> YOUR TASK: Can you reproduce the rows below, starting at the row that contains "Annotate each instance of the window frame" and ending at the last row, with the requests included and every answer coordinate scaled by 1.95 and rounded to a whole number, halves going up? Leave the numbers in the requests and their format samples as they are.

> EXERCISE DATA:
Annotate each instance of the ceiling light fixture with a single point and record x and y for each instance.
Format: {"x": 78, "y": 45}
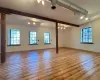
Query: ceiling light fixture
{"x": 29, "y": 23}
{"x": 61, "y": 27}
{"x": 34, "y": 23}
{"x": 38, "y": 1}
{"x": 81, "y": 17}
{"x": 42, "y": 1}
{"x": 86, "y": 18}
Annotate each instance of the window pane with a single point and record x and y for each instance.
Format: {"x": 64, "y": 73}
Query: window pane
{"x": 86, "y": 35}
{"x": 14, "y": 37}
{"x": 33, "y": 38}
{"x": 46, "y": 37}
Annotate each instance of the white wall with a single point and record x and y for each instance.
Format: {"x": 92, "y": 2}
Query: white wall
{"x": 72, "y": 39}
{"x": 24, "y": 30}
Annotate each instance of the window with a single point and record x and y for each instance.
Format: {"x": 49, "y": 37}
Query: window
{"x": 13, "y": 37}
{"x": 86, "y": 35}
{"x": 46, "y": 38}
{"x": 33, "y": 37}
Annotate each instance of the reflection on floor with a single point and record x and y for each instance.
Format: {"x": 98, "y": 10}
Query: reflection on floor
{"x": 47, "y": 65}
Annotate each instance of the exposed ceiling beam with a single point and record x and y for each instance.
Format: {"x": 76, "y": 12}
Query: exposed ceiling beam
{"x": 8, "y": 11}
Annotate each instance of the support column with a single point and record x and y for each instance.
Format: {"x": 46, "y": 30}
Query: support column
{"x": 57, "y": 50}
{"x": 3, "y": 37}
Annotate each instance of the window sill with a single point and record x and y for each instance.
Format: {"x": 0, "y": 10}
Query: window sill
{"x": 14, "y": 45}
{"x": 47, "y": 43}
{"x": 86, "y": 43}
{"x": 33, "y": 44}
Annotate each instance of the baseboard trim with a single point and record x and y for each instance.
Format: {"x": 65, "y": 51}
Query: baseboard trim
{"x": 81, "y": 50}
{"x": 32, "y": 50}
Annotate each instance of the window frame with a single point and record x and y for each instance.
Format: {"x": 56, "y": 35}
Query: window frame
{"x": 82, "y": 33}
{"x": 9, "y": 38}
{"x": 49, "y": 38}
{"x": 36, "y": 38}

> ANSWER TO THIS TASK:
Annotate each instance of the window frame with a single point and record x and y for each instance.
Format: {"x": 56, "y": 35}
Query: window frame
{"x": 160, "y": 64}
{"x": 18, "y": 74}
{"x": 96, "y": 74}
{"x": 70, "y": 74}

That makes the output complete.